### Task input ###

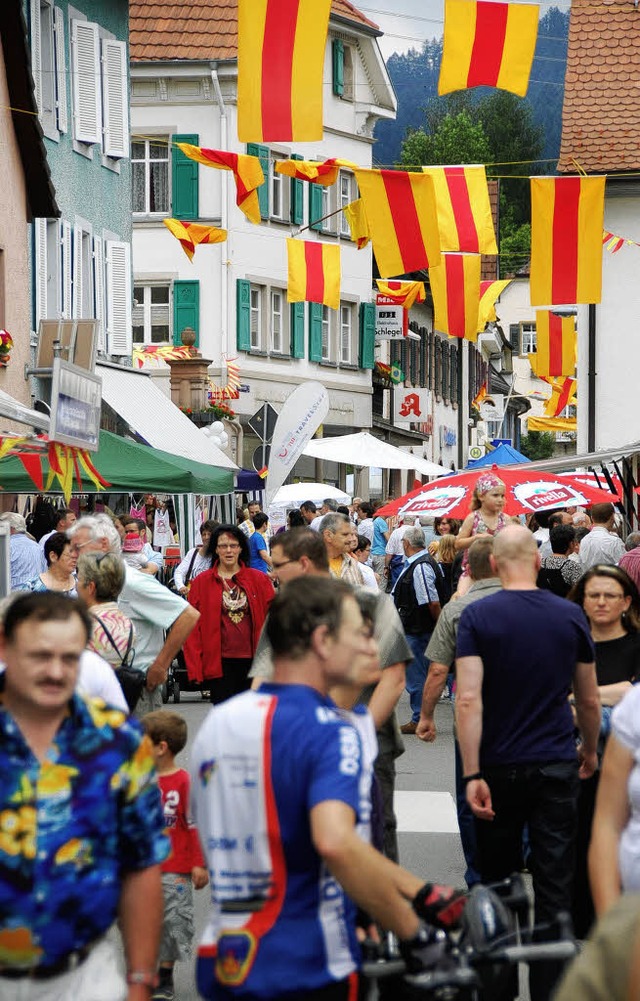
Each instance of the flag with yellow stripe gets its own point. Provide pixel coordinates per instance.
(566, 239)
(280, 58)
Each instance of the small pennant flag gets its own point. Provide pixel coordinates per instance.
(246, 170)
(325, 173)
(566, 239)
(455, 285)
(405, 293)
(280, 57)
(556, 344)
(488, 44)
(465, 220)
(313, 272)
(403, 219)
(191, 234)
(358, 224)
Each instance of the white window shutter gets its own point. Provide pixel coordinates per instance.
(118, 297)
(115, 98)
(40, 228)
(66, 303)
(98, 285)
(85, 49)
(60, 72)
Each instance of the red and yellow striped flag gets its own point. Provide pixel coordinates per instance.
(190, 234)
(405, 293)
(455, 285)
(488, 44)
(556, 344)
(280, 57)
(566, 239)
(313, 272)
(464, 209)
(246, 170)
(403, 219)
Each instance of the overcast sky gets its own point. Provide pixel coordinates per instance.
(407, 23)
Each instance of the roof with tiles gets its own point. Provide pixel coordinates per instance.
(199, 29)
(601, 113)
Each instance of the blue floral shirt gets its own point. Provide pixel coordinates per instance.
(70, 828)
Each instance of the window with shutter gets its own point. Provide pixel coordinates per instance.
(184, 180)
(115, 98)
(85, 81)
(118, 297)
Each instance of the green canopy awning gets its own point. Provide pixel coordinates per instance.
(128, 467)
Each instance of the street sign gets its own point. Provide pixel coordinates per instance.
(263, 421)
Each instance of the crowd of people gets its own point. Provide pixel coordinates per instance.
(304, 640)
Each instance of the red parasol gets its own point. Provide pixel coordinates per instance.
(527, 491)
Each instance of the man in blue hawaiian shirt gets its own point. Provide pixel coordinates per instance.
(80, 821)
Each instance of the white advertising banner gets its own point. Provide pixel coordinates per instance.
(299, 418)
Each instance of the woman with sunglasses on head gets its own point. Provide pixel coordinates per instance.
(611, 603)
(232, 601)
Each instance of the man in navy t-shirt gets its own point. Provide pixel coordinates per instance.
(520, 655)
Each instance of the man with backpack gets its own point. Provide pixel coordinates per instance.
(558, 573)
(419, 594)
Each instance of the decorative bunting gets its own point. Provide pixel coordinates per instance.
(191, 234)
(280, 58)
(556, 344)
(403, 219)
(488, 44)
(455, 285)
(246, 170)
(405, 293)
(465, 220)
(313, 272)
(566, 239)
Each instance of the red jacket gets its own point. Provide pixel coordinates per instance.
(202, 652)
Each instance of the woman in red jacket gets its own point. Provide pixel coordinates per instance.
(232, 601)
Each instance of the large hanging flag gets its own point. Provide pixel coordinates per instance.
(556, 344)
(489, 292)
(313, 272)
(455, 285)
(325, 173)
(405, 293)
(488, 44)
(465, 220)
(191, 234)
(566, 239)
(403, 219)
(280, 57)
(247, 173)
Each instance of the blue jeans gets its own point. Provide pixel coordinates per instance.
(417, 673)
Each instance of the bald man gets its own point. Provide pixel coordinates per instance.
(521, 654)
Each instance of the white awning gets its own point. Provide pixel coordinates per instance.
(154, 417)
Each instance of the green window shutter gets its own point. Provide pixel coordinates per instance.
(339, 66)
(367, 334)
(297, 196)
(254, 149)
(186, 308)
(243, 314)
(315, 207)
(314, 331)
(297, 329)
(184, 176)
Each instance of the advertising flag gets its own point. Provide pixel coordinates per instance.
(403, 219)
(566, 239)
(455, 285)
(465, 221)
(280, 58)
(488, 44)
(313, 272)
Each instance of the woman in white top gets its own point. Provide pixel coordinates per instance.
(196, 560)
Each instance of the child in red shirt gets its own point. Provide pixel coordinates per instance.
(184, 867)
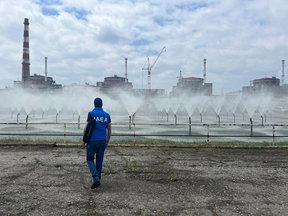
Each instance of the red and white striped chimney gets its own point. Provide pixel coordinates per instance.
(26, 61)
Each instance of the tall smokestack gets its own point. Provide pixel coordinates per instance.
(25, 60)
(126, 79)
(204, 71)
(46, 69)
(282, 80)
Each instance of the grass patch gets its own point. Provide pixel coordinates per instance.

###

Activity: What's needed is an exact retyping of the records, pictures excluded.

Response below:
Each instance of the flag with yellow stripe gets its own point. Provide pixel coordinates per instance.
(566, 239)
(280, 58)
Each instance of the small pennant flag gets its own point. Provide pixel coordinates per instance.
(246, 170)
(325, 173)
(566, 239)
(455, 285)
(405, 293)
(280, 57)
(556, 344)
(488, 44)
(465, 220)
(313, 272)
(403, 219)
(191, 234)
(358, 224)
Each instance of the white window shutter gets its own point. Provide pixel coordinates per instance.
(118, 297)
(115, 98)
(40, 228)
(66, 303)
(98, 285)
(85, 49)
(60, 72)
Each instance of the red and yellow striped flag gets its own point. Provide pixel coordinates per instance.
(190, 234)
(405, 293)
(455, 285)
(488, 44)
(556, 344)
(280, 57)
(566, 239)
(313, 272)
(464, 209)
(246, 170)
(403, 219)
Each instance of the overcast sky gets its own point. Provide pixel coordinates per instance.
(407, 23)
Each instance of the roof with tiles gets its own point. Provide pixel coordinates per instance.
(199, 29)
(601, 113)
Each instance of the blue floral shirt gets its own point. Provide pixel coordinates per instance.
(70, 828)
Each instance of the window with shutter gets its own point. Provide pixel coordinates per instance.
(184, 180)
(115, 98)
(85, 81)
(118, 297)
Each instance of the green canopy awning gets its own point. Provide pixel coordinates per instance.
(128, 467)
Each instance of the street sign gets its own point. Provide pixel coordinates per instance.
(263, 421)
Each instance of the crowd of people gets its own point. Provide pixel coordinates per instance.
(304, 640)
Each instance of the red parasol gets its own point. Provide pixel coordinates per instance.
(527, 491)
Each instance of the man in blue hawaiian shirt gets its own point. Provide pixel coordinates per instance.
(80, 821)
Each instance of the white advertising banner gets its own point. Provide pixel coordinates per instance.
(299, 418)
Each instance of the woman with sunglasses on head gets its own point. Provide pixel coordinates per instance.
(611, 603)
(232, 601)
Each instance of the man in navy t-shirt gets its own point. Provide pixel coordinates per instance.
(520, 655)
Each instance of the man with backpack gets its own point. Provide pixel coordinates per instance.
(558, 573)
(419, 594)
Each instance of the decorative bunting gets its own point. Provide pixel coordinates per instance.
(191, 234)
(280, 58)
(556, 344)
(403, 219)
(488, 44)
(455, 285)
(246, 170)
(405, 293)
(465, 220)
(313, 272)
(566, 239)
Each instance of the red jacket gets its own point. Provide pixel coordinates per instance.
(202, 652)
Each instance of the woman in red jacket gets its own point. Provide pixel coordinates per instance.
(232, 601)
Each instance of the large hanging flag gets its own point. Provide pixel coordinates per instance.
(556, 344)
(489, 292)
(313, 272)
(455, 285)
(325, 173)
(405, 293)
(488, 44)
(465, 220)
(191, 234)
(566, 239)
(403, 219)
(280, 57)
(247, 173)
Each instance of the blue jeans gets its own point. Provide pixel coordinates per instance.
(417, 673)
Each instance of the bald man gets its own point. Provide pixel coordinates per instance.
(521, 654)
Each instance of the white awning gets its own point. Provide pixel coordinates per instance.
(154, 417)
Each instance of the green window shutter gets its own point. Provide pixel coordinates per instance.
(339, 66)
(367, 334)
(297, 196)
(254, 149)
(186, 308)
(243, 314)
(315, 207)
(314, 331)
(297, 329)
(184, 176)
Each instance of the advertising flag gets its own point. Provide pixel coordinates per instance.
(403, 219)
(566, 239)
(455, 285)
(465, 221)
(280, 58)
(488, 44)
(313, 272)
Each instance of the woman in white top gets its own point. Provide pixel coordinates per instance.
(196, 560)
Each instance of the child in red shirt gets its own point. Provide pixel coordinates per instance.
(184, 867)
Each instance of the red and white striped chimney gets its own point. Provide pixel coordinates per instance.
(26, 61)
Each instance of the tall smokestack gets its own point. Provide pixel coordinates per instance.
(25, 60)
(126, 79)
(204, 71)
(46, 69)
(282, 80)
Each instance of the grass patch gets its own point. Provide pixel coordinates per instance.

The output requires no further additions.